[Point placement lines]
---

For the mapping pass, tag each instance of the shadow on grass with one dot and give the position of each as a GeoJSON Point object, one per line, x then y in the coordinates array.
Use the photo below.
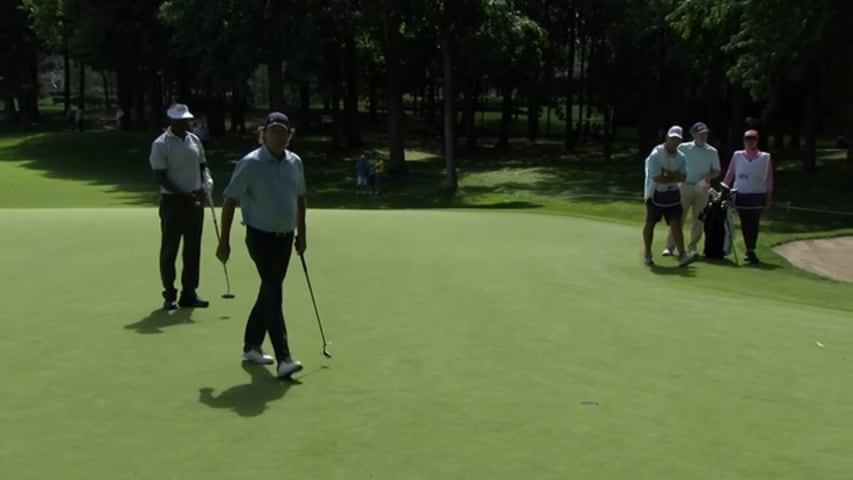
{"type": "Point", "coordinates": [720, 262]}
{"type": "Point", "coordinates": [160, 319]}
{"type": "Point", "coordinates": [249, 399]}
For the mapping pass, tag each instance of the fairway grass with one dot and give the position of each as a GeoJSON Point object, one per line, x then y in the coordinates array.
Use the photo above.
{"type": "Point", "coordinates": [465, 346]}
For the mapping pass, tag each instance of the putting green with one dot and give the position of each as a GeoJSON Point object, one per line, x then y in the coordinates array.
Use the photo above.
{"type": "Point", "coordinates": [465, 346]}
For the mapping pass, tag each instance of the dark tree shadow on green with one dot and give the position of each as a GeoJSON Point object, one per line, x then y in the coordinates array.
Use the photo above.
{"type": "Point", "coordinates": [249, 399]}
{"type": "Point", "coordinates": [160, 319]}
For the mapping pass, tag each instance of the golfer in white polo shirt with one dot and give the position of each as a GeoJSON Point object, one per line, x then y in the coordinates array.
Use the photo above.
{"type": "Point", "coordinates": [703, 166]}
{"type": "Point", "coordinates": [665, 169]}
{"type": "Point", "coordinates": [180, 167]}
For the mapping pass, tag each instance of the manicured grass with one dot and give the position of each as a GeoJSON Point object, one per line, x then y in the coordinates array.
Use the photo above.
{"type": "Point", "coordinates": [465, 346]}
{"type": "Point", "coordinates": [493, 341]}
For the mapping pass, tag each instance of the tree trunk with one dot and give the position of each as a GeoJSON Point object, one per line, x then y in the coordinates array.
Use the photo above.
{"type": "Point", "coordinates": [811, 119]}
{"type": "Point", "coordinates": [125, 94]}
{"type": "Point", "coordinates": [276, 83]}
{"type": "Point", "coordinates": [506, 112]}
{"type": "Point", "coordinates": [305, 105]}
{"type": "Point", "coordinates": [533, 115]}
{"type": "Point", "coordinates": [155, 100]}
{"type": "Point", "coordinates": [582, 84]}
{"type": "Point", "coordinates": [394, 90]}
{"type": "Point", "coordinates": [216, 113]}
{"type": "Point", "coordinates": [12, 114]}
{"type": "Point", "coordinates": [333, 59]}
{"type": "Point", "coordinates": [608, 133]}
{"type": "Point", "coordinates": [429, 102]}
{"type": "Point", "coordinates": [351, 103]}
{"type": "Point", "coordinates": [450, 184]}
{"type": "Point", "coordinates": [238, 108]}
{"type": "Point", "coordinates": [734, 138]}
{"type": "Point", "coordinates": [106, 85]}
{"type": "Point", "coordinates": [184, 89]}
{"type": "Point", "coordinates": [570, 78]}
{"type": "Point", "coordinates": [66, 65]}
{"type": "Point", "coordinates": [374, 101]}
{"type": "Point", "coordinates": [82, 77]}
{"type": "Point", "coordinates": [469, 116]}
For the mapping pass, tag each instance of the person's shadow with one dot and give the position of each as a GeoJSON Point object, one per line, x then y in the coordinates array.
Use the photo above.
{"type": "Point", "coordinates": [249, 399]}
{"type": "Point", "coordinates": [159, 319]}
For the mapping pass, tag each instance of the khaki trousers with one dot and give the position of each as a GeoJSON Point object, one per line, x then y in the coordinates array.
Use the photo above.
{"type": "Point", "coordinates": [694, 199]}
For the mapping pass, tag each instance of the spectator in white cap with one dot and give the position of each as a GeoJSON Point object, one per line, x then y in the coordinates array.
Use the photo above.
{"type": "Point", "coordinates": [703, 166]}
{"type": "Point", "coordinates": [180, 168]}
{"type": "Point", "coordinates": [666, 167]}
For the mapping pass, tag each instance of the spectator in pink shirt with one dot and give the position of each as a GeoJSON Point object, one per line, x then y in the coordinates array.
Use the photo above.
{"type": "Point", "coordinates": [751, 174]}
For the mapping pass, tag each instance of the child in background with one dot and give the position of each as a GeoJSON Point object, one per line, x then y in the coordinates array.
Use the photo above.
{"type": "Point", "coordinates": [377, 168]}
{"type": "Point", "coordinates": [361, 173]}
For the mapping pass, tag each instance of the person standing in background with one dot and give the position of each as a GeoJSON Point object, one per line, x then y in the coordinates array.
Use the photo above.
{"type": "Point", "coordinates": [180, 169]}
{"type": "Point", "coordinates": [703, 166]}
{"type": "Point", "coordinates": [751, 170]}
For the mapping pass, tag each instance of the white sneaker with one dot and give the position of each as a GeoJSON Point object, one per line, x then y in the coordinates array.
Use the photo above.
{"type": "Point", "coordinates": [288, 368]}
{"type": "Point", "coordinates": [258, 356]}
{"type": "Point", "coordinates": [686, 258]}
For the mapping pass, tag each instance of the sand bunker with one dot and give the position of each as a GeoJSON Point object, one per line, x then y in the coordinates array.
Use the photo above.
{"type": "Point", "coordinates": [828, 257]}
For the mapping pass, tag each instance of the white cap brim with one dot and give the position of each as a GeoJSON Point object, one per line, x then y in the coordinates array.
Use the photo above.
{"type": "Point", "coordinates": [177, 116]}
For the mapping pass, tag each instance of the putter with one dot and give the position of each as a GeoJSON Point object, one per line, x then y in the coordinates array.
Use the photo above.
{"type": "Point", "coordinates": [730, 233]}
{"type": "Point", "coordinates": [316, 312]}
{"type": "Point", "coordinates": [228, 293]}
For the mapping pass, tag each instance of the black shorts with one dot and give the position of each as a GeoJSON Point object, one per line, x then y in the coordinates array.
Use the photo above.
{"type": "Point", "coordinates": [654, 213]}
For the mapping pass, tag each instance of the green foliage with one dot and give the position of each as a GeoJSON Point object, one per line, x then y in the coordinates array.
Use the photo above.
{"type": "Point", "coordinates": [219, 38]}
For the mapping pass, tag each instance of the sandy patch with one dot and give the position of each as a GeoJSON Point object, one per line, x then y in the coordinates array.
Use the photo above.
{"type": "Point", "coordinates": [828, 257]}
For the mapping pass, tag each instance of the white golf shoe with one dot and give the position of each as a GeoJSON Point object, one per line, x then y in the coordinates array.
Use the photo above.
{"type": "Point", "coordinates": [288, 368]}
{"type": "Point", "coordinates": [256, 355]}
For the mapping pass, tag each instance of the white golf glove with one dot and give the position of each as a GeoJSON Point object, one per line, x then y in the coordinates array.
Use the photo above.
{"type": "Point", "coordinates": [208, 183]}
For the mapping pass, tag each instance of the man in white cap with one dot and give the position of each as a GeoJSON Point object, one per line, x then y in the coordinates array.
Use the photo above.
{"type": "Point", "coordinates": [180, 168]}
{"type": "Point", "coordinates": [666, 167]}
{"type": "Point", "coordinates": [703, 166]}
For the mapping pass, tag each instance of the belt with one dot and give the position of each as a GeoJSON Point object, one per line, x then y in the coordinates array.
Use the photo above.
{"type": "Point", "coordinates": [271, 234]}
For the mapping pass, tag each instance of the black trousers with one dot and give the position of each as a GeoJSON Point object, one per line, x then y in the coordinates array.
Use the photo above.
{"type": "Point", "coordinates": [180, 218]}
{"type": "Point", "coordinates": [271, 254]}
{"type": "Point", "coordinates": [750, 218]}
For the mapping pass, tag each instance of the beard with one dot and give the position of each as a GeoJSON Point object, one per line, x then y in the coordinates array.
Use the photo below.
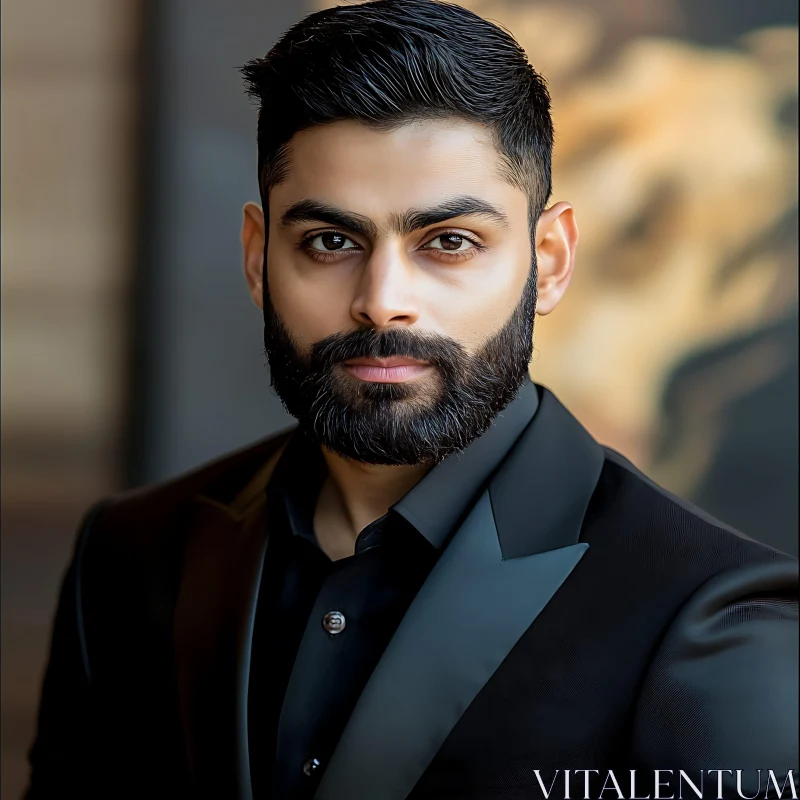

---

- **INSTRUCTIONS FOR THE TASK**: Turn the lines above into a numbered list, skipping any blank lines. Leave out the pictures.

- **EXERCISE SOLUTION**:
1. For the mapping pass, tag each instance of the shadow on grass with one dot and give the position of each as a GeoJSON Point object, one per line, x then y in the coordinates array.
2. Use the photo below.
3. {"type": "Point", "coordinates": [720, 262]}
4. {"type": "Point", "coordinates": [160, 319]}
5. {"type": "Point", "coordinates": [249, 399]}
6. For the mapping pass, tag each instance of the fairway grass with one dot and give the position of each as a GeoJSON Point object, one per line, x then y in the coordinates array.
7. Use the photo above.
8. {"type": "Point", "coordinates": [465, 346]}
9. For the mapping pass, tag each instance of the putting green with one dot and give the position of each as a GeoJSON Point object, one per line, x then y in the coordinates array.
10. Use the photo above.
11. {"type": "Point", "coordinates": [465, 346]}
12. For the mapping pass, tag each instance of the dark tree shadow on green with one dot and give the position of each as a GeoJSON Point object, one per line, x then y in the coordinates array.
13. Use the photo above.
14. {"type": "Point", "coordinates": [249, 399]}
15. {"type": "Point", "coordinates": [160, 319]}
16. For the mapping pass, tag each instance of the golfer in white polo shirt with one dot and give the position of each as a GeoJSON Point object, one per line, x then y in the coordinates array.
17. Use the photo above.
18. {"type": "Point", "coordinates": [703, 166]}
19. {"type": "Point", "coordinates": [665, 169]}
20. {"type": "Point", "coordinates": [180, 167]}
21. For the mapping pass, tag each instance of the manicured grass with one dot and give the position of each as a GeoJSON Point object, one per line, x then y in the coordinates array.
22. Use the photo above.
23. {"type": "Point", "coordinates": [465, 346]}
24. {"type": "Point", "coordinates": [493, 341]}
25. For the mapping pass, tag each instance of the tree trunk with one dot and give the position of each as a GeoJSON Point object, one per line, x then y in the coordinates array.
26. Use the photo above.
27. {"type": "Point", "coordinates": [811, 119]}
28. {"type": "Point", "coordinates": [125, 94]}
29. {"type": "Point", "coordinates": [276, 83]}
30. {"type": "Point", "coordinates": [506, 112]}
31. {"type": "Point", "coordinates": [305, 105]}
32. {"type": "Point", "coordinates": [533, 115]}
33. {"type": "Point", "coordinates": [155, 100]}
34. {"type": "Point", "coordinates": [582, 84]}
35. {"type": "Point", "coordinates": [394, 90]}
36. {"type": "Point", "coordinates": [216, 113]}
37. {"type": "Point", "coordinates": [12, 114]}
38. {"type": "Point", "coordinates": [333, 59]}
39. {"type": "Point", "coordinates": [608, 133]}
40. {"type": "Point", "coordinates": [429, 102]}
41. {"type": "Point", "coordinates": [351, 103]}
42. {"type": "Point", "coordinates": [450, 184]}
43. {"type": "Point", "coordinates": [238, 108]}
44. {"type": "Point", "coordinates": [734, 138]}
45. {"type": "Point", "coordinates": [106, 85]}
46. {"type": "Point", "coordinates": [184, 89]}
47. {"type": "Point", "coordinates": [570, 78]}
48. {"type": "Point", "coordinates": [66, 65]}
49. {"type": "Point", "coordinates": [374, 101]}
50. {"type": "Point", "coordinates": [82, 77]}
51. {"type": "Point", "coordinates": [469, 116]}
52. For the mapping pass, tag each instance of the person's shadow with one dot and give the position of each as a GeoJSON Point object, one per line, x then y in the coordinates array.
53. Use the photo above.
54. {"type": "Point", "coordinates": [249, 399]}
55. {"type": "Point", "coordinates": [159, 319]}
56. For the mapping pass, tag each instance of the khaki trousers with one dot and give the position of each as a GeoJSON Point object, one per line, x then y in the coordinates array.
57. Use the photo above.
58. {"type": "Point", "coordinates": [694, 199]}
59. For the mapping pass, tag each instance of the spectator in white cap with one dot and give the position of each as a GeoJSON Point object, one per line, x then y in the coordinates array.
60. Use the photo above.
61. {"type": "Point", "coordinates": [703, 166]}
62. {"type": "Point", "coordinates": [180, 168]}
63. {"type": "Point", "coordinates": [666, 167]}
64. For the mapping pass, tag each instance of the spectator in pink shirt with one dot and give the position of each as a GeoJSON Point object, one per line, x then y in the coordinates array.
65. Use the photo above.
66. {"type": "Point", "coordinates": [751, 174]}
67. For the mapping pass, tag each instance of the child in background with one dot and give the position of each as a GeoJSON Point object, one per line, x then y in the coordinates array.
68. Use the photo above.
69. {"type": "Point", "coordinates": [377, 168]}
70. {"type": "Point", "coordinates": [361, 173]}
71. For the mapping pass, tag each instance of the person standing in background with one dot and give the position of each as a GeoJSON Point object, one per line, x then y in the coordinates array.
72. Use the photo above.
73. {"type": "Point", "coordinates": [180, 169]}
74. {"type": "Point", "coordinates": [703, 166]}
75. {"type": "Point", "coordinates": [751, 170]}
76. For the mapping pass, tag each instance of the white sneaker with one dot and give the position of each as a GeoJSON Point object, one per line, x then y in the coordinates array.
77. Use the photo above.
78. {"type": "Point", "coordinates": [288, 368]}
79. {"type": "Point", "coordinates": [258, 356]}
80. {"type": "Point", "coordinates": [686, 258]}
81. For the mapping pass, tag each instance of the sand bunker with one dot and give the position of each as a GeoJSON Point object, one per line, x then y in the coordinates array.
82. Use the photo above.
83. {"type": "Point", "coordinates": [828, 257]}
84. For the mapping pass, tag each instance of the white cap brim with one dot and give the position of each as a GeoJSON Point object, one per line, x then y in the coordinates array.
85. Use the photo above.
86. {"type": "Point", "coordinates": [177, 116]}
87. For the mapping pass, tag each instance of the putter with one dot and give the position of each as a GeoJSON Point object, one per line, x then y in the coordinates array.
88. Use the photo above.
89. {"type": "Point", "coordinates": [730, 233]}
90. {"type": "Point", "coordinates": [316, 312]}
91. {"type": "Point", "coordinates": [228, 293]}
92. For the mapping pass, tag each instance of the black shorts with one dot and give the position of each as a GeoJSON Point object, one per line, x then y in the coordinates array.
93. Use the photo above.
94. {"type": "Point", "coordinates": [654, 213]}
95. For the mapping pass, tag each instance of the green foliage with one dot and give the position of each as a GeoJSON Point object, one per line, x then y in the coordinates array.
96. Use the photo above.
97. {"type": "Point", "coordinates": [219, 38]}
98. For the mapping pass, tag each instance of the sandy patch with one dot and give the position of each as a GeoJSON Point object, one per line, x then y in the coordinates array.
99. Use the photo above.
100. {"type": "Point", "coordinates": [828, 257]}
101. For the mapping pass, tag each instance of the white golf shoe with one dot and give the position of each as a GeoJSON Point object, one per line, x then y in the coordinates array.
102. Use the photo above.
103. {"type": "Point", "coordinates": [288, 368]}
104. {"type": "Point", "coordinates": [256, 355]}
105. For the mapping pass, tag each instance of the white golf glove with one dot and give the position of each as a GeoJSON Point object, one per line, x then y in the coordinates array.
106. Use the photo above.
107. {"type": "Point", "coordinates": [208, 183]}
108. For the mapping pass, tag each instance of the man in white cap with one dot and give the position of each as a GeoJSON Point object, one per line, x then y in the coordinates array.
109. Use the photo above.
110. {"type": "Point", "coordinates": [180, 168]}
111. {"type": "Point", "coordinates": [666, 167]}
112. {"type": "Point", "coordinates": [703, 166]}
113. For the mapping pass, tag each instance of the belt with one dot and give the position of each as a GeoJSON Point object, one per line, x then y in the coordinates array.
114. Use the photo above.
115. {"type": "Point", "coordinates": [271, 234]}
116. For the mapping pass, tag each instance of the black trousers with one dot and give the position of each as a GeoJSON Point object, one per line, x then y in the coordinates array.
117. Use the photo above.
118. {"type": "Point", "coordinates": [180, 218]}
119. {"type": "Point", "coordinates": [271, 254]}
120. {"type": "Point", "coordinates": [750, 218]}
121. For the mapping pass, tag each instance of the beard with one dot and give the position of each as a GeoJSON Point object, one per line, x then y in the coordinates array.
122. Use the photo below.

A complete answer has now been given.